Consigne: Recopiez fidèlement le passage du texte sur les zones monétaires qui va de « 1.2 Critères anciens » jusqu'à « de biens intermédiaires. ».

Texte fourni:
● ● ● ● ● ● ●

1.2 Critères anciens et nouveaux applicables à l’optimalité des zones monétaires

Mundell (1961) insiste sur la mobilité de la main-d’oeuvre comme critère d’efficience de la ZMO dans un cadre keynésien à prix fixes; la praticabilité d’une ZMO nécessite une mobilité substantielle du facteur travail. Dans son esprit, les pays subissant les mêmes chocs sont les mieux à même de former une union monétaire et de coordonner leur policy-mix pour faire face aux déséquilibres interne et externe. Or, Mundell (1961) envisage uniquement les chocs de demande au risque de négliger les variations de productivité des salaires et de prix de biens intermédiaires.

De manière générale, ce critère dérivé de la théorie des ZMO est difficile à apprécier. En supposant que la mobilité soit plus envisageable lorsque le travail est flexible, Artis et Zang (1997) proposent d’utiliser l’indicateur de rigidité du travail comme projection de la mobilité. Dans le cas européen, il apparaît que cette flexibilité conduit à davantage de mobilité intersectorielle et interrégionale que de mobilité internationale (Gros et Thygesen, 1998; Puhani, 2001). Dans le cas spécifique des marchés américain et britannique, elle se traduit par la diminution du taux de chômage (Gros, 1996). Dans le cas africain, l’appréciation globale de la mobilité du travail reste délicate. Deux raisons expliquent cet état de fait. La première tient à la disponibilité des données en termes de migrations d’un pays à un autre. En effet, bien qu’il existe des estimations sur les migrations extracontinentales et entre les régions d’Afrique (Rapport mondial sur le développement humain, 2009), les mouvements migratoires par pays sont difficilement exploitables compte tenu des informations démographiques des institutions publiques. Ainsi, sur les 56 pays d’Afrique, le tiers n’a pas d’information ou n’a que des informations fragmentaires permettant l’estimation du stock de migrants internationaux (Zlotnik, 2004). La deuxième raison est que la thèse de Mundell se révèle limitée dans le cadre des pays de la CEDEAO. En effet, si l’on peut admettre que les phénomènes de transhumance, l’offre insuffisante d’infrastructures et la répartition inégale des populations sur les territoires ne favorisent pas la mobilité du travail, on ne peut ignorer que cette mobilité est facilitée par le développement technologique dans les communications et les transports. À ces éléments difficilement mesurables, s’ajoute le fait que le marché du travail en Afrique de l’Ouest est peu régulé, de sorte qu’il n’est pas possible d’utiliser des indicateurs trouvés souvent dans les statistiques des pays développés de l’OCDE, comme le taux de syndicalisation ou les indices de flexibilité.

● ● ● ● ● ● ●

Données d'annotation par points:

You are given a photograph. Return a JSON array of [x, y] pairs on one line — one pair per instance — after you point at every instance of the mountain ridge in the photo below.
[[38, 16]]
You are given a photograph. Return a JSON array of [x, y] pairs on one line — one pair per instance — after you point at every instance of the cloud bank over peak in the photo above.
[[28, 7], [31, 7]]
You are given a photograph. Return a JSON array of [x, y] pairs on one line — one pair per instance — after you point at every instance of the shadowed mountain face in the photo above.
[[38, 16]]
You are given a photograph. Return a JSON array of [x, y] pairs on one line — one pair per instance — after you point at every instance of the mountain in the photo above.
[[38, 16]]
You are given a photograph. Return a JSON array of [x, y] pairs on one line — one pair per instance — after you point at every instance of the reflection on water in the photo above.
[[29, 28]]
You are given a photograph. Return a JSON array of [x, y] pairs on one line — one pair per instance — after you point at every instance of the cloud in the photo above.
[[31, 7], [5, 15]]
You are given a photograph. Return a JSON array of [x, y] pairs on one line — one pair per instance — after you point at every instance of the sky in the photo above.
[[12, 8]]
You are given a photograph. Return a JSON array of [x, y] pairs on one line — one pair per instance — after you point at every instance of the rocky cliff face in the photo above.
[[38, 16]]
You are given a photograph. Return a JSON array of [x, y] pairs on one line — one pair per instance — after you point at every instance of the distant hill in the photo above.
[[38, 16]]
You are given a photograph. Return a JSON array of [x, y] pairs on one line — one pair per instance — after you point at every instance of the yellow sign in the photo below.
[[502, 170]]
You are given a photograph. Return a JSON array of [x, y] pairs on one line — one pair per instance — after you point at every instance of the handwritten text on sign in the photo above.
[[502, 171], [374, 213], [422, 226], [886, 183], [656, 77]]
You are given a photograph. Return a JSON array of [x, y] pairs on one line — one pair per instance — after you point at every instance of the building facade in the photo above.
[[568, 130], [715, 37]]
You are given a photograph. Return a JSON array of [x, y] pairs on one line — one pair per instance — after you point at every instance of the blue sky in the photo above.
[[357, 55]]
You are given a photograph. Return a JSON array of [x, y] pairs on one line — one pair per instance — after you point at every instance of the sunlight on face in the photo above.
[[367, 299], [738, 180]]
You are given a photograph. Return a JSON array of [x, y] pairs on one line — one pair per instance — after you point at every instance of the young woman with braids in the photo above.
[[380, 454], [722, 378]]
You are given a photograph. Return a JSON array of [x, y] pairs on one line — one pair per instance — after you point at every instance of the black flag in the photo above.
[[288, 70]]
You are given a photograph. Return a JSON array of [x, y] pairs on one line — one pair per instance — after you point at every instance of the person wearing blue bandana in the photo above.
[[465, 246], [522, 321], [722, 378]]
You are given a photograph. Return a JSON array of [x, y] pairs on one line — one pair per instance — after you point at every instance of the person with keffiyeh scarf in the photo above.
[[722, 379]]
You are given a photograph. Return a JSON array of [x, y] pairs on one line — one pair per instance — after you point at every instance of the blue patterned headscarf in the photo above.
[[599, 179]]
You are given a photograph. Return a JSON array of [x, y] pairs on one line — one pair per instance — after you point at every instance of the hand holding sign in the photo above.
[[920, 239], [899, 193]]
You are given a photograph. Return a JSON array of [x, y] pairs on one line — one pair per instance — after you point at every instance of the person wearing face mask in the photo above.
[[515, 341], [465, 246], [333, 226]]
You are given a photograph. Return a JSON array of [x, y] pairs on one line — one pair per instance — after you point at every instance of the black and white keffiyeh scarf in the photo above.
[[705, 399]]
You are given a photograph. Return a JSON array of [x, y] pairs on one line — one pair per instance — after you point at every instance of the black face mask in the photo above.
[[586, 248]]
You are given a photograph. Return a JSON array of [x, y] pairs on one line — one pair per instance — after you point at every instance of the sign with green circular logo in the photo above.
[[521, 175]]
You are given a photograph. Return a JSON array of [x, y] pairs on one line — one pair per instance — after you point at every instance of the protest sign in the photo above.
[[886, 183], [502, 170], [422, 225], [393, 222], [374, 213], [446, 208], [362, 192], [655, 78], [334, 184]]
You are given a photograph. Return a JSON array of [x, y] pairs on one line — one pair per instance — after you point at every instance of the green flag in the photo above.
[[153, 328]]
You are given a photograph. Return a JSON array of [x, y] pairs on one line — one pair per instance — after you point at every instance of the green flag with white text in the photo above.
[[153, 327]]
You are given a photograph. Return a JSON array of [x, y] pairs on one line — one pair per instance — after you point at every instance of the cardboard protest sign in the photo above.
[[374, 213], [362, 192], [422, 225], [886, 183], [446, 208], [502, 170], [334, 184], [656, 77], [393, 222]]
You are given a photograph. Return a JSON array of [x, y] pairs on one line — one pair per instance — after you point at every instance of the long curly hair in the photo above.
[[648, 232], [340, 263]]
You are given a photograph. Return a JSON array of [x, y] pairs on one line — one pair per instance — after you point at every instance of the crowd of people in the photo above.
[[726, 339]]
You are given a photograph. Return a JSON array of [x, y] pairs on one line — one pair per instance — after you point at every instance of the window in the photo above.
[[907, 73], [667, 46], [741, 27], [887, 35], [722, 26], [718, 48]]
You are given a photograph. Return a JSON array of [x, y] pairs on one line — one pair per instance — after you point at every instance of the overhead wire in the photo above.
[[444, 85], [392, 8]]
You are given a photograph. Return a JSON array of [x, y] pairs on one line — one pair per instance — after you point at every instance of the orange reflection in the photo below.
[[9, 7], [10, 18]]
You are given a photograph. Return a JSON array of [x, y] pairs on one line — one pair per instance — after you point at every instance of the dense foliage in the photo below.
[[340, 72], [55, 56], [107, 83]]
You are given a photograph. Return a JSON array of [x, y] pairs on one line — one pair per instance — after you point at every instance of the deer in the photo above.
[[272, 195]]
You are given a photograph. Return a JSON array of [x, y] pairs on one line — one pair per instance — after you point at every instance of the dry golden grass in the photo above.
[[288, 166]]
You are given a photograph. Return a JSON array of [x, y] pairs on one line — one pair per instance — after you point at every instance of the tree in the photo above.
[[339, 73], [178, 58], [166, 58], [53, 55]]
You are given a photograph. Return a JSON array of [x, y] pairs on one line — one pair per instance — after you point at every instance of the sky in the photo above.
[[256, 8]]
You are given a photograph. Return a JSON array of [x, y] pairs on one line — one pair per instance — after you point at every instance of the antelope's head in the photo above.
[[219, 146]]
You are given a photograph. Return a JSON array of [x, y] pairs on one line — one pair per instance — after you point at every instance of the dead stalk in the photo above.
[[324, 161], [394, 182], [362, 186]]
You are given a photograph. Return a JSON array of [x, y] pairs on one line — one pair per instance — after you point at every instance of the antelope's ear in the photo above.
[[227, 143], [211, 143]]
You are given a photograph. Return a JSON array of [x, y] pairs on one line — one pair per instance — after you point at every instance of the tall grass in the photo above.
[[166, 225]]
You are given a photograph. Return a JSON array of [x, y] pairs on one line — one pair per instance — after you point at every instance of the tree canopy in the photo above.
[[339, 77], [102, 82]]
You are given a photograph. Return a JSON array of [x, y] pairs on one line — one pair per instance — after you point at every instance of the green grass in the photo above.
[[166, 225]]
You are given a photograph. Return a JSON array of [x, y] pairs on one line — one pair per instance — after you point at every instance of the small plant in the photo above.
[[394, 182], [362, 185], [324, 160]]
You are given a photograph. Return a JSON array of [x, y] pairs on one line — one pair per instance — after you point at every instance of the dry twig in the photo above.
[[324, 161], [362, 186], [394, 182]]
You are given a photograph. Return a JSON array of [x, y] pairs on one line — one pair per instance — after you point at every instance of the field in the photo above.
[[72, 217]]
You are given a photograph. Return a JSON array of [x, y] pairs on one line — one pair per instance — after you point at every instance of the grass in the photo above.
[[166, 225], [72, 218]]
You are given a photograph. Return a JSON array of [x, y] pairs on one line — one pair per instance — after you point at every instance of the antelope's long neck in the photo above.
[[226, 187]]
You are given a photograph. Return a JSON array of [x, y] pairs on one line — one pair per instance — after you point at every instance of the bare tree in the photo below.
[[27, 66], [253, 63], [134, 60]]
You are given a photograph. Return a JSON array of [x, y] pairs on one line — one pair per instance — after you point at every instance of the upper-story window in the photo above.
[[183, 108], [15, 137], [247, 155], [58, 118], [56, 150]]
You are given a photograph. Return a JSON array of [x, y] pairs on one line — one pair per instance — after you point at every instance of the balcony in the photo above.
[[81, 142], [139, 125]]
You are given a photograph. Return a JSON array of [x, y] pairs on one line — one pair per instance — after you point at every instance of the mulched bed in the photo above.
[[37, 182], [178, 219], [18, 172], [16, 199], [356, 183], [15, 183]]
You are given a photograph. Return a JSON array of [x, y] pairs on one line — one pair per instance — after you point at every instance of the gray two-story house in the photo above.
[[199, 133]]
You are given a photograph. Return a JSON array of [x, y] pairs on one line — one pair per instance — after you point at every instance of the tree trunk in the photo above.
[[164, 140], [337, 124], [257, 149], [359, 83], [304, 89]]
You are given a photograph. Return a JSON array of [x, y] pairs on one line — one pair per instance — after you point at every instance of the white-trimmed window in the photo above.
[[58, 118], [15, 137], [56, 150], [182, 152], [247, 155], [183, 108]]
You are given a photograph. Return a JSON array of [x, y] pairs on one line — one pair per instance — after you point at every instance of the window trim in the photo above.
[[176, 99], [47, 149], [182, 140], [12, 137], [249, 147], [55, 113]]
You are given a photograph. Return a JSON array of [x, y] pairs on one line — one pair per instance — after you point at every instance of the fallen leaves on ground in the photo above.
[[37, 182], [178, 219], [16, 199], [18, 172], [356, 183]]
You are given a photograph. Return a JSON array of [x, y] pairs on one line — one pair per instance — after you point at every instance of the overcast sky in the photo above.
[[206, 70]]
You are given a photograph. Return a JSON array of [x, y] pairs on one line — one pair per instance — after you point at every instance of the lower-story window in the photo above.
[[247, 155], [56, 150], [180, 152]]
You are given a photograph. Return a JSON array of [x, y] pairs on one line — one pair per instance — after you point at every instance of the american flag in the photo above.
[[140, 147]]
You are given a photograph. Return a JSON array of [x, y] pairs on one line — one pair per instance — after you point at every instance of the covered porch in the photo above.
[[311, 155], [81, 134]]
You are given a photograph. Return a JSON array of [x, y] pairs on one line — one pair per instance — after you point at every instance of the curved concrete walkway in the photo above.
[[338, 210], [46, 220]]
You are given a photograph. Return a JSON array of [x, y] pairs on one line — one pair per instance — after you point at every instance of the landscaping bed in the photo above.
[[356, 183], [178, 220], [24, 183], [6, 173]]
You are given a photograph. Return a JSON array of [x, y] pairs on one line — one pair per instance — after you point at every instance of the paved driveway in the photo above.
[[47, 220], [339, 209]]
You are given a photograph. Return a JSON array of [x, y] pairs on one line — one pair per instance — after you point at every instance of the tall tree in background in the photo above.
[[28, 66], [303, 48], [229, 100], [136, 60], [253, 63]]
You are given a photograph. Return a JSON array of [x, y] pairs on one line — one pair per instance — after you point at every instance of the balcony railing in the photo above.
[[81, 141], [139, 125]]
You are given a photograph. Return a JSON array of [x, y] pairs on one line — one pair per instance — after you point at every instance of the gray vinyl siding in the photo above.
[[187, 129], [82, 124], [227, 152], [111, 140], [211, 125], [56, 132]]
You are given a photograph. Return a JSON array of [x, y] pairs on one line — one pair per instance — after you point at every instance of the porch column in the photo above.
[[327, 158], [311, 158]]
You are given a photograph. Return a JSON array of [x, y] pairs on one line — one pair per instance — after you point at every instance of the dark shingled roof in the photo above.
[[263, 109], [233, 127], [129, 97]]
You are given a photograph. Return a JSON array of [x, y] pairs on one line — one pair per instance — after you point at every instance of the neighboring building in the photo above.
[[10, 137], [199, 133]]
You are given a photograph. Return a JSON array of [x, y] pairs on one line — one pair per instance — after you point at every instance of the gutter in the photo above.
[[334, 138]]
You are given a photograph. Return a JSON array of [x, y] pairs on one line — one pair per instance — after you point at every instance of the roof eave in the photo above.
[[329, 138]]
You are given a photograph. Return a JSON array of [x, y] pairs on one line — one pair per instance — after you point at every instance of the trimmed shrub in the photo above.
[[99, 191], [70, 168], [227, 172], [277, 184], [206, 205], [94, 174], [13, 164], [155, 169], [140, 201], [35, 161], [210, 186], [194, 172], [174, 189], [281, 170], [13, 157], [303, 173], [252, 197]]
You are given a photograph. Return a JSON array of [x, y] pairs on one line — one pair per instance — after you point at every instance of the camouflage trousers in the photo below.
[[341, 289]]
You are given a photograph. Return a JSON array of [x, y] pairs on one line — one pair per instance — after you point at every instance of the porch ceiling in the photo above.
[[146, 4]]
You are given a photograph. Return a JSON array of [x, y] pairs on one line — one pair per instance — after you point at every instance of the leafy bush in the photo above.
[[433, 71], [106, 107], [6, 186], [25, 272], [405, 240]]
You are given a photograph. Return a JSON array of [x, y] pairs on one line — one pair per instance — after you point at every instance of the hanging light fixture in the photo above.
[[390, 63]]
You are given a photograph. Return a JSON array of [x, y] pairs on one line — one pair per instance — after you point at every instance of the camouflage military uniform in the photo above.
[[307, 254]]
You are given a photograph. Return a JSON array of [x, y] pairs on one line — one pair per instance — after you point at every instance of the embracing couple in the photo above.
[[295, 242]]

● ● ● ● ● ● ●

Production attendue:
1.2 Critères anciens et nouveaux applicables à l’optimalité des zones monétaires

Mundell (1961) insiste sur la mobilité de la main-d’oeuvre comme critère d’efficience de la ZMO dans un cadre keynésien à prix fixes; la praticabilité d’une ZMO nécessite une mobilité substantielle du facteur travail. Dans son esprit, les pays subissant les mêmes chocs sont les mieux à même de former une union monétaire et de coordonner leur policy-mix pour faire face aux déséquilibres interne et externe. Or, Mundell (1961) envisage uniquement les chocs de demande au risque de négliger les variations de productivité des salaires et de prix de biens intermédiaires.